Provided data section start

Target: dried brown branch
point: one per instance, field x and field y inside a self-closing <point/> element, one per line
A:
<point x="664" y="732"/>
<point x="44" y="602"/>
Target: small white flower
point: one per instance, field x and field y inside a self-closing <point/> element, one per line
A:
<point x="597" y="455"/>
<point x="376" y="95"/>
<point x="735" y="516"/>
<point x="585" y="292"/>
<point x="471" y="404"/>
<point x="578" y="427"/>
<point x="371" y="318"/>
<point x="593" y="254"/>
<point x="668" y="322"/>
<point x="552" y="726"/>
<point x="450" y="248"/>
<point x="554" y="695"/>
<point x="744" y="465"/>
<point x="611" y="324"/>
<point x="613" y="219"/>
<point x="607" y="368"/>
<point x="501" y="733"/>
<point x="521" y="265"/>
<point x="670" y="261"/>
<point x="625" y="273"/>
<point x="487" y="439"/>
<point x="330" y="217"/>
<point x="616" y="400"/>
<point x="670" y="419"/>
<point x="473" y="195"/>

Provided data section end

## Task prompt
Please make an exact copy of each record.

## Problem solution
Target: dried brown branch
point: one per instance, field x and field y inside a self-closing <point/> element, one per line
A:
<point x="664" y="732"/>
<point x="44" y="602"/>
Target: small white flower
point: one per instance, field x and field y inside a self-closing <point/> element, one per line
A:
<point x="597" y="455"/>
<point x="376" y="95"/>
<point x="735" y="516"/>
<point x="585" y="292"/>
<point x="471" y="404"/>
<point x="578" y="427"/>
<point x="371" y="318"/>
<point x="593" y="254"/>
<point x="668" y="322"/>
<point x="552" y="726"/>
<point x="450" y="248"/>
<point x="554" y="695"/>
<point x="744" y="465"/>
<point x="611" y="324"/>
<point x="613" y="219"/>
<point x="607" y="368"/>
<point x="501" y="733"/>
<point x="521" y="265"/>
<point x="670" y="261"/>
<point x="625" y="273"/>
<point x="487" y="439"/>
<point x="330" y="217"/>
<point x="616" y="400"/>
<point x="670" y="419"/>
<point x="473" y="195"/>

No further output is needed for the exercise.